**What the exercise asks**
Please count the lines in the listing below that contain the word "cliff", and reply with that number alone.
----
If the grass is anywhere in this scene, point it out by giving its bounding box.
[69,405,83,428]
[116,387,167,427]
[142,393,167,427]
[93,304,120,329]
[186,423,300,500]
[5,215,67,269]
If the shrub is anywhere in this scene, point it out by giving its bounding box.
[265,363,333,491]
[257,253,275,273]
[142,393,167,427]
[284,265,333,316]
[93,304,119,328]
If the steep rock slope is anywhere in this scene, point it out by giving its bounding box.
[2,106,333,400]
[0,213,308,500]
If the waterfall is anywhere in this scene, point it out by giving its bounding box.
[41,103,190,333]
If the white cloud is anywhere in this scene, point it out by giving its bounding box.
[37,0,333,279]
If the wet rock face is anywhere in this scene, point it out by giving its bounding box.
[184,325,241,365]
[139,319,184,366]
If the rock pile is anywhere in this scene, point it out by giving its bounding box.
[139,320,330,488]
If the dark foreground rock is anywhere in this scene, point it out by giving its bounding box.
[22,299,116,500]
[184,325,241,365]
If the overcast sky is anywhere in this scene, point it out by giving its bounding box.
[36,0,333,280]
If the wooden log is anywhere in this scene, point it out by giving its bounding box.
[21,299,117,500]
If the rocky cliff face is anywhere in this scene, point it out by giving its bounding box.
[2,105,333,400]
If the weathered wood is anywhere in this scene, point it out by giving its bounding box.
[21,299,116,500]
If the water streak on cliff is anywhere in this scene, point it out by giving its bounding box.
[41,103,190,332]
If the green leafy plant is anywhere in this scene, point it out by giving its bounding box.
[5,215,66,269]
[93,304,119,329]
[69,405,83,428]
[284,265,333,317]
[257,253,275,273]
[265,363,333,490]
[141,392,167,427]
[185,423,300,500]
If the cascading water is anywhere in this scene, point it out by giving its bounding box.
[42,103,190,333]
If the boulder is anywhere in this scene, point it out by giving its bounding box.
----
**Answer for the task**
2